=== Goal of the exercise ===
Please repeat, unchanged, the lines of the material below from the line with "sink faucet | locate" through the end of the material.

##### Data supplied

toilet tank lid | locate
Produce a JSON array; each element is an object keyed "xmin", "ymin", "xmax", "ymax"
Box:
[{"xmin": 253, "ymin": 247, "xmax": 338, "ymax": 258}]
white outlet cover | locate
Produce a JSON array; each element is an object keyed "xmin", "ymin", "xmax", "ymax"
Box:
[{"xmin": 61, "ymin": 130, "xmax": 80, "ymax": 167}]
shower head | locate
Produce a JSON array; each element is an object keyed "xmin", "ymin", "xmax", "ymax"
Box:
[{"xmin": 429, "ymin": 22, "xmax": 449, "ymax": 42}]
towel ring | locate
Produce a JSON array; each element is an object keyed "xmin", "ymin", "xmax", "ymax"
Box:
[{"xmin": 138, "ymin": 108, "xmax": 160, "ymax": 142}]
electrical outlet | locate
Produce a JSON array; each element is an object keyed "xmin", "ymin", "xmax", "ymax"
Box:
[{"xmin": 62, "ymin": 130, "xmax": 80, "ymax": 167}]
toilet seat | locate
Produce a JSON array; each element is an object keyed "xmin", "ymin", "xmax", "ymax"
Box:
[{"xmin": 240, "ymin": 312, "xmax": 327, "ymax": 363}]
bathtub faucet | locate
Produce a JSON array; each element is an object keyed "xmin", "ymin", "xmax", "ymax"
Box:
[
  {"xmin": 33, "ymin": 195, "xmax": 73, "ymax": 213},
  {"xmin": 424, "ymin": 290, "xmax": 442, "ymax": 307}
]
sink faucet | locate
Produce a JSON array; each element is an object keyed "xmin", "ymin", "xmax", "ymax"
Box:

##########

=== Exercise output ===
sink faucet | locate
Produce a JSON array; each element is an object keyed "xmin", "ymin", "xmax", "ymax"
Box:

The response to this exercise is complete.